+++ Material for this exercise +++

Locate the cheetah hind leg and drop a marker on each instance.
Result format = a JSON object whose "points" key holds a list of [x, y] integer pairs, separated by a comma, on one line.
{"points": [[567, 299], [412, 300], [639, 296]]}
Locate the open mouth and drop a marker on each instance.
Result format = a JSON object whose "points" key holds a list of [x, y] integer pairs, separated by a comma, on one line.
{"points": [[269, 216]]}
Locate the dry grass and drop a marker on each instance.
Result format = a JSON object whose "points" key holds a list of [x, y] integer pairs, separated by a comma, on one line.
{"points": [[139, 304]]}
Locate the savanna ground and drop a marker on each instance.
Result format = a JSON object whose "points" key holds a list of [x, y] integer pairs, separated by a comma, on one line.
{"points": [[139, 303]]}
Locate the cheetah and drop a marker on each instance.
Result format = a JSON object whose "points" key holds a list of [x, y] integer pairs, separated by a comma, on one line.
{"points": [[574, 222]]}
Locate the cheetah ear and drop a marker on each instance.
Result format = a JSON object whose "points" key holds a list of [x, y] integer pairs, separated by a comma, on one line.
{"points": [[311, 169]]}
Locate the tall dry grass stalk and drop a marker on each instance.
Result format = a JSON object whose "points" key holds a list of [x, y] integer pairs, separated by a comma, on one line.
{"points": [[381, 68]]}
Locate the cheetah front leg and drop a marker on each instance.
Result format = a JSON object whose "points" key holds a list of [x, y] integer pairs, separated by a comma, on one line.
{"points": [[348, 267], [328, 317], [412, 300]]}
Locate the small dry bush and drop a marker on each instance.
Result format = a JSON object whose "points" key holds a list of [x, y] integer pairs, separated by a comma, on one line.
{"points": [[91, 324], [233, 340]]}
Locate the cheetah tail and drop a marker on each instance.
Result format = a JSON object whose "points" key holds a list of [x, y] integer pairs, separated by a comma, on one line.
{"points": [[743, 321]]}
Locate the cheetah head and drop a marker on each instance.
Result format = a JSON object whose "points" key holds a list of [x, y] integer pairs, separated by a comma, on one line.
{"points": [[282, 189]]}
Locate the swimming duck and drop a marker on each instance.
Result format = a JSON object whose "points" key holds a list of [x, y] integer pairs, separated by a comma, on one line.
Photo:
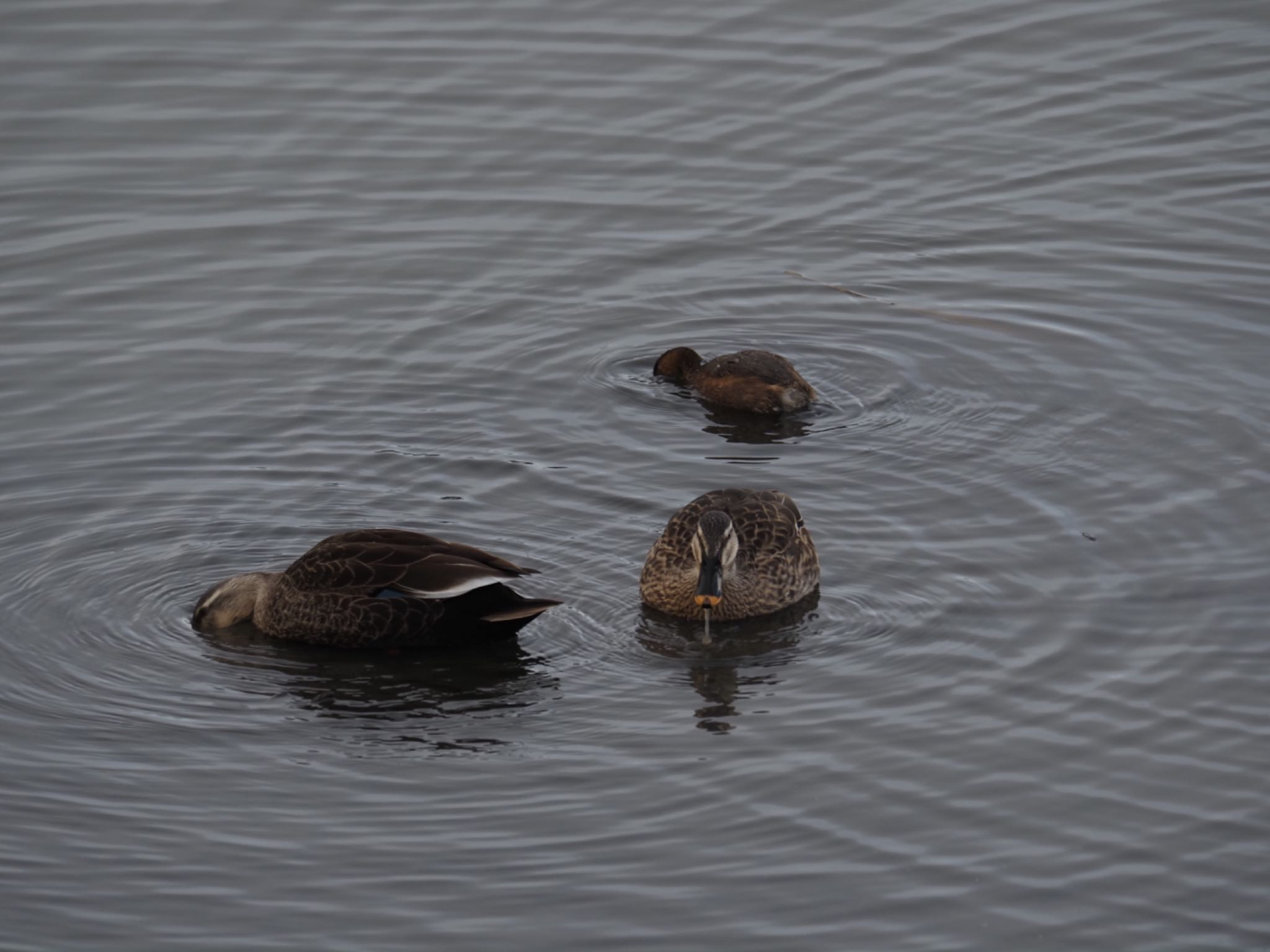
{"points": [[730, 553], [378, 588], [748, 380]]}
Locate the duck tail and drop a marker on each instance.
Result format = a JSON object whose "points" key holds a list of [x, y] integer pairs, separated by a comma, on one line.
{"points": [[525, 609]]}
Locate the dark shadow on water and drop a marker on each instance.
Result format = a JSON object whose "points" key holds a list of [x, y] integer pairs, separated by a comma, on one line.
{"points": [[441, 699], [742, 660]]}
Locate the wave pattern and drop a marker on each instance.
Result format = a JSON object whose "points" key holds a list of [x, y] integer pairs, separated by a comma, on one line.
{"points": [[273, 270]]}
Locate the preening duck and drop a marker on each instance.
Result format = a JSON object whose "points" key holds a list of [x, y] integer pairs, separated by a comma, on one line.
{"points": [[378, 588], [748, 380]]}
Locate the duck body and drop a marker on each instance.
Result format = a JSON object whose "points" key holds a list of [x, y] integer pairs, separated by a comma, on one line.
{"points": [[748, 380], [378, 588], [734, 552]]}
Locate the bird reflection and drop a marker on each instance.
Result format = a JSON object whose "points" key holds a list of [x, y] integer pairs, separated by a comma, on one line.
{"points": [[409, 697], [741, 662]]}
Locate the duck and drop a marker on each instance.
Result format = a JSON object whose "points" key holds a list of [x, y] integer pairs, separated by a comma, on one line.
{"points": [[756, 381], [373, 588], [730, 553]]}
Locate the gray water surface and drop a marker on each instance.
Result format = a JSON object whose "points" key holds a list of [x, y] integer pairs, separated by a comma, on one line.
{"points": [[276, 270]]}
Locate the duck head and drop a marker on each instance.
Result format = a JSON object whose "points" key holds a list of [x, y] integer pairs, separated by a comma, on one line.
{"points": [[677, 363], [716, 549], [229, 603]]}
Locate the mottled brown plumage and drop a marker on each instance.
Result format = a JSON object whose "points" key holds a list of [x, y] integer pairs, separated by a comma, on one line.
{"points": [[773, 560], [378, 587], [748, 380]]}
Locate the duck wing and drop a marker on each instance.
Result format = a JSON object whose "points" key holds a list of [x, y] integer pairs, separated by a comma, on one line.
{"points": [[367, 562], [769, 524], [761, 364]]}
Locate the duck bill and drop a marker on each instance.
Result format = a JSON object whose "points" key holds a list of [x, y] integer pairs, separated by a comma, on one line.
{"points": [[709, 591]]}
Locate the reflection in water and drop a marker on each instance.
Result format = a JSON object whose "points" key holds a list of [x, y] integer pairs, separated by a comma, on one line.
{"points": [[399, 697], [741, 427], [716, 671]]}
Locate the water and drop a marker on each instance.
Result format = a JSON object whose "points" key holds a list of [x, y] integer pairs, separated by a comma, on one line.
{"points": [[270, 271]]}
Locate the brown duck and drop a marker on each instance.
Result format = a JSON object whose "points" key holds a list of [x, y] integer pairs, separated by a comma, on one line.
{"points": [[378, 588], [732, 553], [748, 380]]}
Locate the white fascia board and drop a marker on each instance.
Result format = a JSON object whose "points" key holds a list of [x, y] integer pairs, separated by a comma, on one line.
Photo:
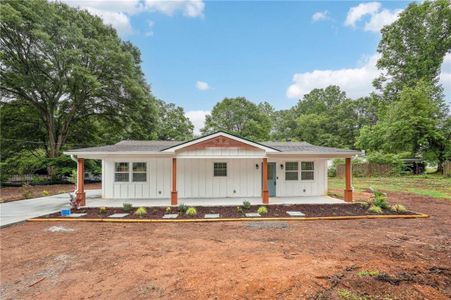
{"points": [[212, 136]]}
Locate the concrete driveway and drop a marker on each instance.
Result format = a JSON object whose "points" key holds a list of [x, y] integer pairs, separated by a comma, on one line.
{"points": [[18, 211]]}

+++

> _Goal of the exercise_: Pass over all pictures while writing out the lines from the line with "Locate the reflection" through the last line exactly.

> _Solution for this exercise_:
Locate the reflection in water and drop a marker on each instance.
Result format = a JSON object whose "points" key holds a list of [x, y] integer pairs, separated by a comma, on one line.
{"points": [[399, 697], [741, 427], [716, 671]]}
Locate the water and drop a marker on each instance.
Result format = a JSON object whose "points" key holds a list of [x, y] integer pairs, separated by a comma, on one line.
{"points": [[270, 271]]}
Locate the brown duck and drop a marker on each instance.
Result format = a JSON object whose "points" key holds a list of [x, y] integer pairs, separated by a comma, on one line.
{"points": [[378, 588], [732, 553], [748, 380]]}
Locate the white fascia board and drop a marker on each instance.
Result format = a JSON object whose "points" key holds a list of [x, y] integer pairs, separated by a comma, on one line.
Photo:
{"points": [[212, 136]]}
Locate the concrete driveway and drop a marker on each instance.
Result format = a JSON object whose "points" key holds a list of [x, y] integer pairs, separated by a comma, on one line.
{"points": [[18, 211]]}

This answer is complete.